Nothing is needed except the lines below that run from the one with "Target: blue duvet" through the one with "Provide the location of each instance of the bedsheet", repeated exactly.

(Natural-language object grounding data)
******************************

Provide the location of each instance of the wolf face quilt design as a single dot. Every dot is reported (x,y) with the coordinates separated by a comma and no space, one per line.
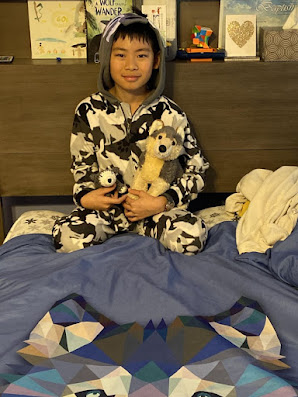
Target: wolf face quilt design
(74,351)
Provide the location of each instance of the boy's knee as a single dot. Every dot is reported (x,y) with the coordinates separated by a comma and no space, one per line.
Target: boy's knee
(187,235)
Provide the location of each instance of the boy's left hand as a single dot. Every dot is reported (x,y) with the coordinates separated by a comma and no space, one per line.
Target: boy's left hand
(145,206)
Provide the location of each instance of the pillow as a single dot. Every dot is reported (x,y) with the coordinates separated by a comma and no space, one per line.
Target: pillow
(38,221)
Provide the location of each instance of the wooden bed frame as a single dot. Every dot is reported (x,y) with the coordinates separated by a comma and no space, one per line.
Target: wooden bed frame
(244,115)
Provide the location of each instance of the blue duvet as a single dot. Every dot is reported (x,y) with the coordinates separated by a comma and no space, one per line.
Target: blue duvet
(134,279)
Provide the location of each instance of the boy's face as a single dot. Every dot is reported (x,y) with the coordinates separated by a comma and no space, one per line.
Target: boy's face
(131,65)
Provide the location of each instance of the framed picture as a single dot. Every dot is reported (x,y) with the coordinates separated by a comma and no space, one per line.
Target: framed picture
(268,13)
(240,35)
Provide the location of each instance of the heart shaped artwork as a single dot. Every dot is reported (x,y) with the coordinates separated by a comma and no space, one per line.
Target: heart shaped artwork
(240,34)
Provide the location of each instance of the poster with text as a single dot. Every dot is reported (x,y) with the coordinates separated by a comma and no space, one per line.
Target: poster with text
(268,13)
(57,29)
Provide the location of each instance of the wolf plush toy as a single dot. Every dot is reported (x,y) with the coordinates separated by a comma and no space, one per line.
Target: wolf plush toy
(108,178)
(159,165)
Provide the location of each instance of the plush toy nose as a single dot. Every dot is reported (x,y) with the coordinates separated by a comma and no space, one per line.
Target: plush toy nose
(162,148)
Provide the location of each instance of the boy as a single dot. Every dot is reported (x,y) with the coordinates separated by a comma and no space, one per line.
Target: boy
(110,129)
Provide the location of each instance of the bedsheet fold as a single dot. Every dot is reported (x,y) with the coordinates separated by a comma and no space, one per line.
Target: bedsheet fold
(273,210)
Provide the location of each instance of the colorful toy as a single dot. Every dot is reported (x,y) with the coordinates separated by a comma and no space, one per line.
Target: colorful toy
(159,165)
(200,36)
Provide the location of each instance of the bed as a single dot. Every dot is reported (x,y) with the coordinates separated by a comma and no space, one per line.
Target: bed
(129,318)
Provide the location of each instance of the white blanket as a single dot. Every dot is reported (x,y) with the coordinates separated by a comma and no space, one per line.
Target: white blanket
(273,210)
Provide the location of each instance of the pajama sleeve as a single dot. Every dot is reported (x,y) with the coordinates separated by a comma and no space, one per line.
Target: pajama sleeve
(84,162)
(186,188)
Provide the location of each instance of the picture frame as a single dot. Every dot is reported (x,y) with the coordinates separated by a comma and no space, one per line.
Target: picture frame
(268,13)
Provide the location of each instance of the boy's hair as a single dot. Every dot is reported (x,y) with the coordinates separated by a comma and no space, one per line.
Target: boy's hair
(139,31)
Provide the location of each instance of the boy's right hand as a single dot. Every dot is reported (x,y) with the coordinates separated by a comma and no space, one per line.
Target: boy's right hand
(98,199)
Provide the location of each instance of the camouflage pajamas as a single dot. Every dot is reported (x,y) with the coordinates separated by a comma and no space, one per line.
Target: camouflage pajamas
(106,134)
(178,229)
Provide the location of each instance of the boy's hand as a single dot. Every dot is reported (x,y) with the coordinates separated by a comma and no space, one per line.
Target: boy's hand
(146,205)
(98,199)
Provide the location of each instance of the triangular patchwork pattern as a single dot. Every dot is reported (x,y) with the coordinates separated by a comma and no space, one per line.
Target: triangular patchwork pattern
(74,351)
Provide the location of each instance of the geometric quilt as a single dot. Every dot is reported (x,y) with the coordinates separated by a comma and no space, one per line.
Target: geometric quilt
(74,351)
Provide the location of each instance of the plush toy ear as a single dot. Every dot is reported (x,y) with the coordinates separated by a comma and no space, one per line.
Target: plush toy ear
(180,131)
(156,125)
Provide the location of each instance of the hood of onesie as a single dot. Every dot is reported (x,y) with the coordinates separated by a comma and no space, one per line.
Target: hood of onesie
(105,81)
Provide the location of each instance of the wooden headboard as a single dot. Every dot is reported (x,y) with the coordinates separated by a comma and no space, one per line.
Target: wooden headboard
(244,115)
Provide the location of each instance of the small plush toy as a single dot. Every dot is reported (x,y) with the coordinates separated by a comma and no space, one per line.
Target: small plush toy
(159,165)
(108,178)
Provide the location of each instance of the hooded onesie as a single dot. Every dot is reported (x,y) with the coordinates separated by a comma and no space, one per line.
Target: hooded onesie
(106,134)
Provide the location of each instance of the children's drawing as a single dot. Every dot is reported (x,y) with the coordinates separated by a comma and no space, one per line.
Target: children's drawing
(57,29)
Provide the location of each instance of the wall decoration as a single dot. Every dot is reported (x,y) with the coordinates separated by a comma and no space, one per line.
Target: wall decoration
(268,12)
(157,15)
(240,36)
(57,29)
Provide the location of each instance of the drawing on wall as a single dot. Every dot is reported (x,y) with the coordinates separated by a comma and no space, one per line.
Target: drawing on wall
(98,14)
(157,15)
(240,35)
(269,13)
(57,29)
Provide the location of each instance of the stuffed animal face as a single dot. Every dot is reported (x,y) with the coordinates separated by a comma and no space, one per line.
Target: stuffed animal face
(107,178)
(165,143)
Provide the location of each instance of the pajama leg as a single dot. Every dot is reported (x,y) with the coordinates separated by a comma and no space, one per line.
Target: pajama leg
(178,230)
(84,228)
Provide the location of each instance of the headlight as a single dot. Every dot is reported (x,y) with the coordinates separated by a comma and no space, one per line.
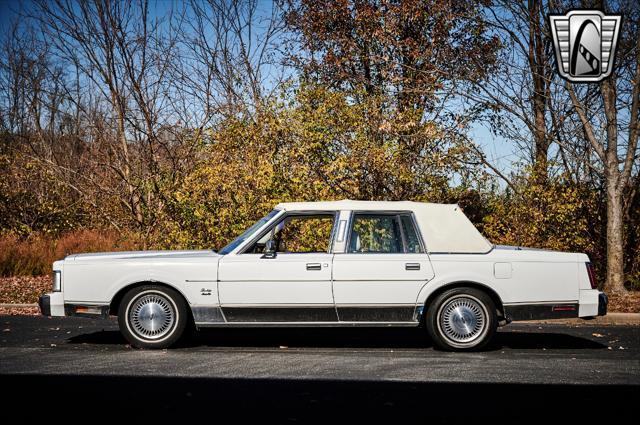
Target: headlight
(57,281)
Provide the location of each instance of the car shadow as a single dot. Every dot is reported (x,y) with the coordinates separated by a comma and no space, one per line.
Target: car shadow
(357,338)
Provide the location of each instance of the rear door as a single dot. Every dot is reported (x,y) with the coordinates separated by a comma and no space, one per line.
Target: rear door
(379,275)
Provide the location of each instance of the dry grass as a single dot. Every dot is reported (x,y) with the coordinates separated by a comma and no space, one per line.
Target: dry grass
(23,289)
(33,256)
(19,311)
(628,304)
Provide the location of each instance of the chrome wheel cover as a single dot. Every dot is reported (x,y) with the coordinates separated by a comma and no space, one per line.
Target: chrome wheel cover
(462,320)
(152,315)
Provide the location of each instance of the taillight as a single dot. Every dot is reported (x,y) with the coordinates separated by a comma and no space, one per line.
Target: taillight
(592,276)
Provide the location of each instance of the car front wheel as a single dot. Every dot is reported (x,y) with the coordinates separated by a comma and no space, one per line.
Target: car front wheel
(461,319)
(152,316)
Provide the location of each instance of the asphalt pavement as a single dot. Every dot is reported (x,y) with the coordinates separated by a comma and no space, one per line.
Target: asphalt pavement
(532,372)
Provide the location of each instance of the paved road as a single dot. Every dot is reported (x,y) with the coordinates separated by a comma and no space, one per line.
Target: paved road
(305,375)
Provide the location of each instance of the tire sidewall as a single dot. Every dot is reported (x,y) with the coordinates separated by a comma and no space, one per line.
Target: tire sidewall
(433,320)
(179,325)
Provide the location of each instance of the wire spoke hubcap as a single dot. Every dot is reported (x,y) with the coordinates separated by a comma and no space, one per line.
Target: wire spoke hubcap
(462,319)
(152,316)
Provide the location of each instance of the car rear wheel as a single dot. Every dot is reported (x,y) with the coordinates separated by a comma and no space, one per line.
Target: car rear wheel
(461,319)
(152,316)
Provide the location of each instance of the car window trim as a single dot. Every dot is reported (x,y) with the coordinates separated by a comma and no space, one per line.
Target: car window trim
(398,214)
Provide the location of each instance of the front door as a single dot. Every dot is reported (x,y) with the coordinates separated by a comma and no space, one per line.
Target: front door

******************************

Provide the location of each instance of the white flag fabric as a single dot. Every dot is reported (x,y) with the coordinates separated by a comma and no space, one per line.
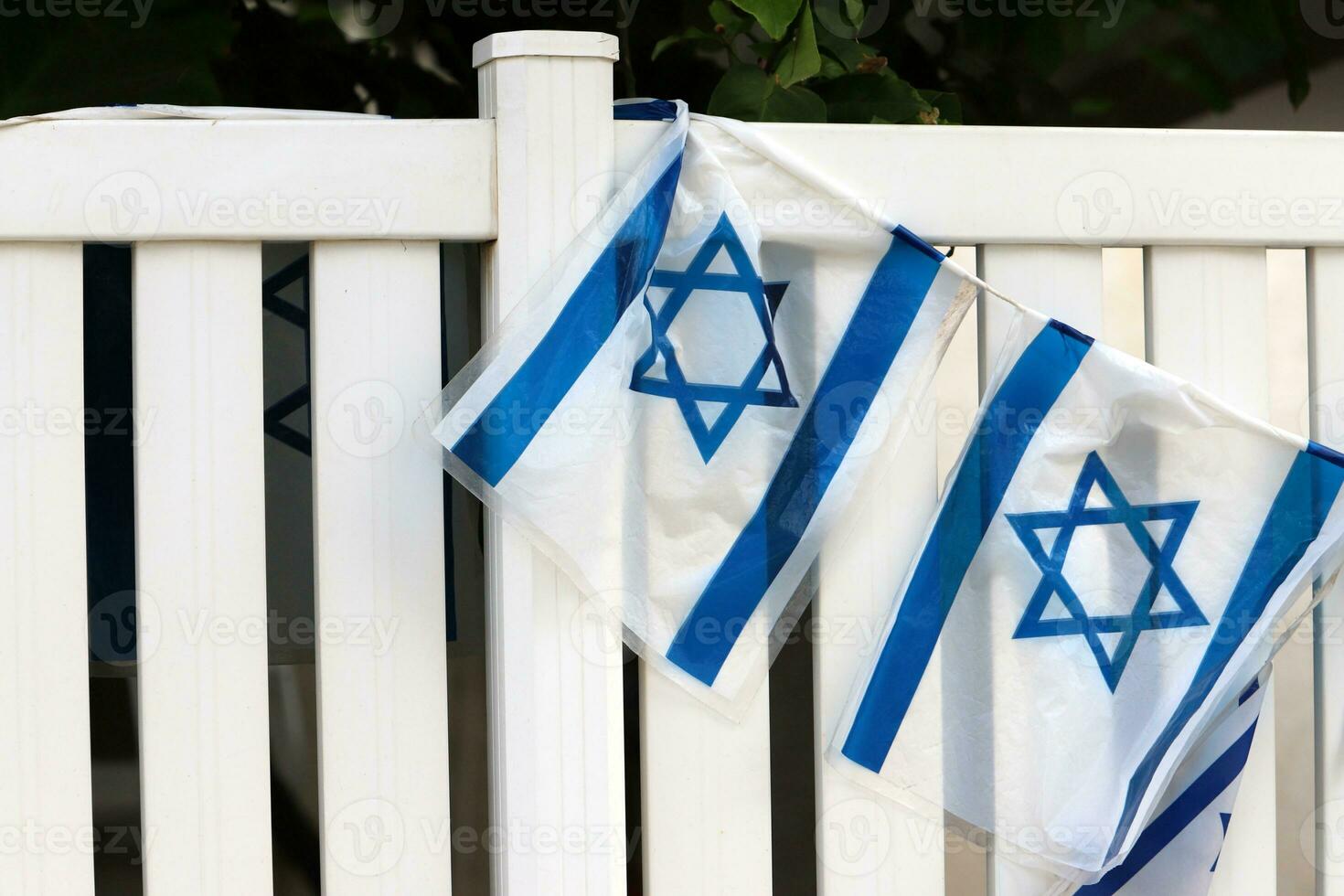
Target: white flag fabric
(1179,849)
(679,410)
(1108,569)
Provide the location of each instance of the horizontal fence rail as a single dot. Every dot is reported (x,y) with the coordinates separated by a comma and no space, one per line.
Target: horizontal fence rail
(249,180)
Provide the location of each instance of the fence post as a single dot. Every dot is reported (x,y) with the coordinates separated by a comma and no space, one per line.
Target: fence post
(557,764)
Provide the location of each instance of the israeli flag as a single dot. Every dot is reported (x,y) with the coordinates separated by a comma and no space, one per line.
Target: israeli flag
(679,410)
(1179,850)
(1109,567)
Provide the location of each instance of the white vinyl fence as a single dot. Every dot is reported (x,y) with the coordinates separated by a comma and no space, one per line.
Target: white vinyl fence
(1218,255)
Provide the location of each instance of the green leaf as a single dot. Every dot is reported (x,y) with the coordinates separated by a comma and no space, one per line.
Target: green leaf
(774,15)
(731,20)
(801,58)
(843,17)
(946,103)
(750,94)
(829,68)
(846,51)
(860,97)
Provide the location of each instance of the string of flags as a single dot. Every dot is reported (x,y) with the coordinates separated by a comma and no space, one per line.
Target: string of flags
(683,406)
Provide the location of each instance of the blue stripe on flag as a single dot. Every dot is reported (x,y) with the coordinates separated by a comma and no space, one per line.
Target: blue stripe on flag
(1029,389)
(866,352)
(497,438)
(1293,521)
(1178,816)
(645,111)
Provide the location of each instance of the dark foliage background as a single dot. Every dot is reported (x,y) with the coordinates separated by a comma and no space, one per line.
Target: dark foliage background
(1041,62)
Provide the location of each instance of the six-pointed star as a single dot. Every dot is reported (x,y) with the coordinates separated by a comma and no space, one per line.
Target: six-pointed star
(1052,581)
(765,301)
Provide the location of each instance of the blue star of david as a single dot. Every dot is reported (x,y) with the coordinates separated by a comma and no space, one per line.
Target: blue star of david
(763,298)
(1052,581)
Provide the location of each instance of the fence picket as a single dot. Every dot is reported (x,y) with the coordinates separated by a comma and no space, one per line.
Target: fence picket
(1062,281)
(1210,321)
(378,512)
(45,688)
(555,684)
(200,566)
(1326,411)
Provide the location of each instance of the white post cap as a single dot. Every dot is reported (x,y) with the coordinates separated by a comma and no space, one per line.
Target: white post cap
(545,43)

******************************

## FINAL ANSWER
Target: blue duvet
(134,279)
Provide the location of each instance of the boy's face as a single dot. Every dot is reported (x,y) with the coordinates separated by a comma and no space, one per line.
Target: boy's face
(131,65)
Provide the location of each instance of the framed picture as a single dot. Every dot is reported (x,y) with the coordinates separated by a comma and no space, one per line.
Target: framed picture
(268,13)
(240,35)
Provide the location of each instance of the heart shaped artwork as a single dot. Every dot is reported (x,y) with the coordinates separated by a comma and no space, one per line.
Target: heart shaped artwork
(240,34)
Provide the location of each instance of the poster with text as a single dot. Every dot is reported (x,y) with the coordinates separated by a comma and no space, one per line.
Target: poster with text
(268,13)
(57,29)
Provide the location of each instance of the wolf plush toy as a single dot. Every dot is reported (x,y) with the coordinates separated by a comma and no space, one per line.
Target: wolf plush toy
(108,178)
(159,165)
Provide the location of each instance of the plush toy nose as a single dot. Every dot is reported (x,y) with the coordinates separated by a comma and no space, one per line.
Target: plush toy nose
(162,148)
Provide the location of each instance of the boy as a single dot. Every dot is reported (x,y) with the coordinates separated by a comma and no space, one per line.
Target: boy
(110,129)
Provide the location of each instance of the bedsheet fold as a single dot. Every dot is reported (x,y) with the coordinates separated by a comma and no space, one per line.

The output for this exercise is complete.